What you will do: What is needed is an exact copy of the lines from the one containing "Would you be able to point to the dormer" through the final line of the material below.

※ ※ ※

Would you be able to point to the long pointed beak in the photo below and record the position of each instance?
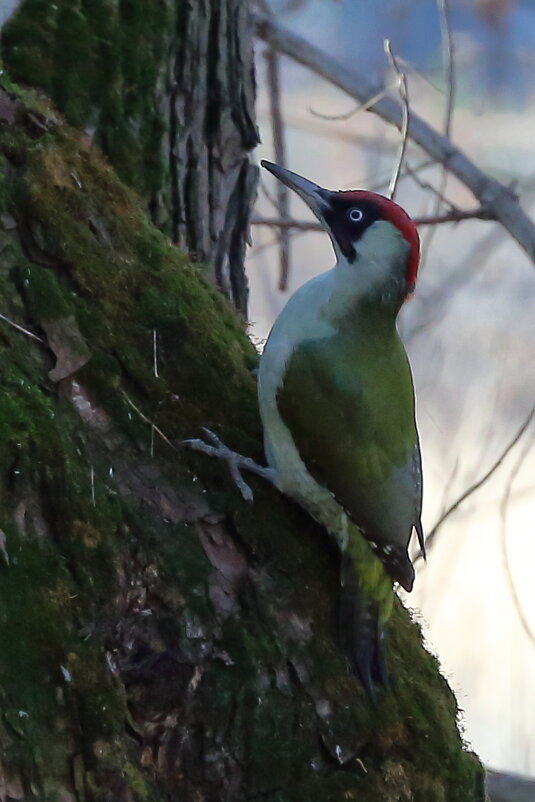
(313, 195)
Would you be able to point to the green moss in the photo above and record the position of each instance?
(129, 286)
(100, 62)
(41, 290)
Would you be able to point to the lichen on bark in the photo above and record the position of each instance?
(166, 89)
(161, 637)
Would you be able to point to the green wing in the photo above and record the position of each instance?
(348, 402)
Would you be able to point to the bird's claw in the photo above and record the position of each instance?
(236, 462)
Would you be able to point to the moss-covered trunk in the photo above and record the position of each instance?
(166, 89)
(160, 638)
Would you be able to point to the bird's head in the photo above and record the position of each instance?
(366, 229)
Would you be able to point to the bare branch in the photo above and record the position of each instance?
(477, 485)
(450, 80)
(22, 329)
(277, 127)
(404, 95)
(491, 194)
(361, 106)
(503, 540)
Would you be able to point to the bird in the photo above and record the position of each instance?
(337, 404)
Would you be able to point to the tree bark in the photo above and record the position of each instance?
(166, 88)
(162, 638)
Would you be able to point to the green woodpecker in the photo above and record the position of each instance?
(337, 404)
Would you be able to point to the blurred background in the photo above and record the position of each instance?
(470, 328)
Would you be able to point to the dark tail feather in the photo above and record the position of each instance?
(361, 634)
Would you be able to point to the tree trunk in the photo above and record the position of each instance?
(166, 88)
(161, 638)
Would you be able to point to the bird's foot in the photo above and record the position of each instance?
(236, 462)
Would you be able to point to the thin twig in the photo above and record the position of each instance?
(503, 540)
(20, 328)
(472, 489)
(450, 80)
(404, 96)
(277, 127)
(449, 63)
(155, 352)
(361, 106)
(148, 420)
(498, 198)
(92, 479)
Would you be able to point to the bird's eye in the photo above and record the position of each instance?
(355, 215)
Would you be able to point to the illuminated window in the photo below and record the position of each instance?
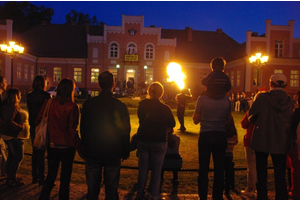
(278, 48)
(232, 78)
(294, 78)
(32, 73)
(56, 74)
(257, 75)
(43, 72)
(95, 53)
(131, 49)
(77, 74)
(26, 72)
(114, 71)
(19, 71)
(94, 75)
(149, 52)
(94, 93)
(148, 75)
(1, 67)
(238, 78)
(113, 50)
(167, 56)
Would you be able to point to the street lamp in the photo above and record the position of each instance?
(258, 61)
(118, 67)
(145, 70)
(12, 50)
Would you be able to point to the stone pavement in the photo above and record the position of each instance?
(78, 192)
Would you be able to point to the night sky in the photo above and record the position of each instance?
(234, 17)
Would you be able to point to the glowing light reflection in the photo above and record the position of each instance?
(175, 74)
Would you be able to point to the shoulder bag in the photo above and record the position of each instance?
(41, 130)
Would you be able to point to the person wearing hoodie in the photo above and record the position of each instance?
(271, 114)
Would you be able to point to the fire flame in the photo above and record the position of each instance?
(175, 74)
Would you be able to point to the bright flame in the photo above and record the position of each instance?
(175, 74)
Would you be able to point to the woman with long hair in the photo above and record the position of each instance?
(11, 116)
(35, 100)
(155, 120)
(63, 138)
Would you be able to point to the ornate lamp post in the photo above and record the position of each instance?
(145, 77)
(258, 62)
(12, 50)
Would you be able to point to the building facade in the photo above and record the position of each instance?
(139, 55)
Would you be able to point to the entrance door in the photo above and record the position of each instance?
(130, 80)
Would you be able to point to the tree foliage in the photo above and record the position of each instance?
(25, 15)
(81, 18)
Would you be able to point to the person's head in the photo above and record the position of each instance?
(3, 84)
(185, 91)
(106, 80)
(39, 82)
(65, 90)
(278, 80)
(298, 98)
(218, 64)
(12, 96)
(155, 90)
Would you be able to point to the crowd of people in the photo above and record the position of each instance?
(271, 123)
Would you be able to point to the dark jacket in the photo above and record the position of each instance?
(272, 114)
(105, 128)
(154, 119)
(11, 116)
(35, 100)
(62, 123)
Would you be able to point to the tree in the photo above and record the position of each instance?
(25, 15)
(80, 18)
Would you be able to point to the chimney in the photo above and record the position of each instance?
(45, 22)
(219, 30)
(189, 31)
(73, 23)
(87, 28)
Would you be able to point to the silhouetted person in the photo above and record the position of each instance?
(63, 119)
(272, 113)
(35, 100)
(181, 100)
(217, 82)
(105, 131)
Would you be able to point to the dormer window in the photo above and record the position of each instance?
(113, 50)
(278, 48)
(149, 51)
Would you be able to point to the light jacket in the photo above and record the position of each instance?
(272, 114)
(62, 123)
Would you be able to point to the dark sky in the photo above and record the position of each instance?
(234, 17)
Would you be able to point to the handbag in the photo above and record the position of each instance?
(25, 133)
(41, 130)
(133, 142)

※ ※ ※

Completed task:
Would you be able to point to the dormer window in the photo above and record the position of each instance?
(113, 50)
(278, 48)
(149, 51)
Would you be able to point to the light jacket in the photo above and record the position of each instance?
(272, 114)
(62, 123)
Would you be able to point to the dark sky in the photo above and record the position of each instance?
(234, 17)
Would you be able to point to the handbag in the photo above and record the position of each instance?
(25, 133)
(41, 130)
(133, 142)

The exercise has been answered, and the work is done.